• **Provided passage**
((

We have an interest in setting them up and protecting our wider interest in the regions by, again, if we can stop Russia now, because Russia's not going to stop.
They have other imperialist ambitions.
And again, I encourage you to go watch the April 3rd discussion between the EU commander, Army General Christopher G. He's a NATO official.
You're trying to obfuscate from this conversation.
Talking about the cause of the war is not obfuscation.
What's happening here is that you have a list of pre-programmed dogmatic talking points that you've been giving out this whole time.
Putin is not justified.
He's invading.
Hold on.
What I'm saying is that when you look at the history of the conflict, when you look at the causes of the conflict, that's relevant when we're deciding who to support with our money.
I'm not saying support Russia with U.S. dollars.
I'm not saying do that.
I'm saying that...
We should be a little bit choosy with which wars we're funding.
We should be a little bit choosy with where we're sending billions of dollars.
I choose to send my money to Ukraine, and so does most of America.
So why is Vladimir Putin taking this specific region of Ukraine?
We have the battle map pulled up.
unidentified
This specific – the ones he's – he wants to take all of Ukraine, I would say.
Again, his stated goals at the start of the war were demilitarization and denazification, and you can't do either of those if you don't control at least a major portion of Ukraine.
The region, the Donbass region, right?
This is what he has been since 2014, since Crimea, sending in his little green men to stir up these and to fund these kind of separatist groups and to help them and to kind of stir up this conflict so he can,
But again— Can you name the Oblasts that he seized?
unidentified
Luhansk and Donbass?
And then Donbass?
No. Zapazia?
He has some— Zafrizia, her son, Donetsk and Luhansk, and then Crimea.
Sure. Okay.
I think it might be interesting to kind of put the election map from 2010 compared to the current occupation map.
I think that's something that could be useful, right?
One of the reasons why, and Crimea, the reason obviously the Russians were able to take it so quickly was because the population there was in support of Russia.
But one of the reasons, again, why they managed to make such great strides in the areas that they currently hold is because the population is not vehemently anti-Russian.
And there's polls that show this.
And this idea that the separatist movement in the Donbass was just this entirely engineered thing, it's just not true.

))

• **Collected material**
((

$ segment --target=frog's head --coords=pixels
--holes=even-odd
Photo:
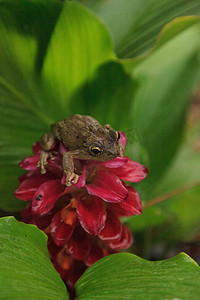
[[[91,138],[89,142],[90,159],[108,161],[123,156],[123,146],[119,142],[120,133],[113,129],[103,130]]]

))

• **Things to do**
(1) In the debate excerpt on the war in Ukraine, rewrite the part that opens with the words containing "What's happening here" and closes with "is not justified.", substituting "arguments" for "talking points".
(2) Carry on the debate excerpt on the war in Ukraine from its final sentence.

• **Results by task**
(1)
What's happening here is that you have a list of pre-programmed dogmatic arguments that you've been giving out this whole time.
Putin is not justified.

(2)
There are people there who were upset, again, because they voted for this guy that was removed.
But again, well, do you deny that Russia has exacerbated whatever natural enmity might exist there, that Russia has used its— I have no doubt that the Russian government has helped the separatists in the East and in Crimea in the same way that I have no doubt the Spanish and the French helped the U.S. during our War of Independence.
These are not analogous.
The Spanish and the French did not take...
If the state voted to join them.
This is the thing that's very confusing, right?
Self-determination includes a country voting to join another country.
Self-determination doesn't count when you have guns pointing at your head.
Which is what happened in 2014.
That's not what happened.
When the Russians intervened in Crimea, they weren't going and pointing the guns at the population that supported them's heads.
They supported them both before, during, and after this whole incident.
So right now there's heavy conflict in their northern oblasts.
Kharkiv, for instance, is the Ukrainian front on the Russian border.
If the government of Kharkiv had, let's say, 40 percent of the local government was in favor of seceding to join Russia, should he go in and remove them from power by force?
Growing sentiment is rising, like hypothetically, growing sentiment is rising among the local population that they should actually join the fight with Russia against Kiev.
Should Zelensky send the military in and arrest those politicians?
unidentified
I think that they have a duty to the state and to the security of the state to go in and to stop that.
I do believe that they have a duty to the state and the security of the state to go in and stop that from happening.
So in this context, if the people of these areas try to make self-determination independently through their own local government, you're saying he should stop that.
Yes, I don't think that— So they have no right to vote on how they should exist?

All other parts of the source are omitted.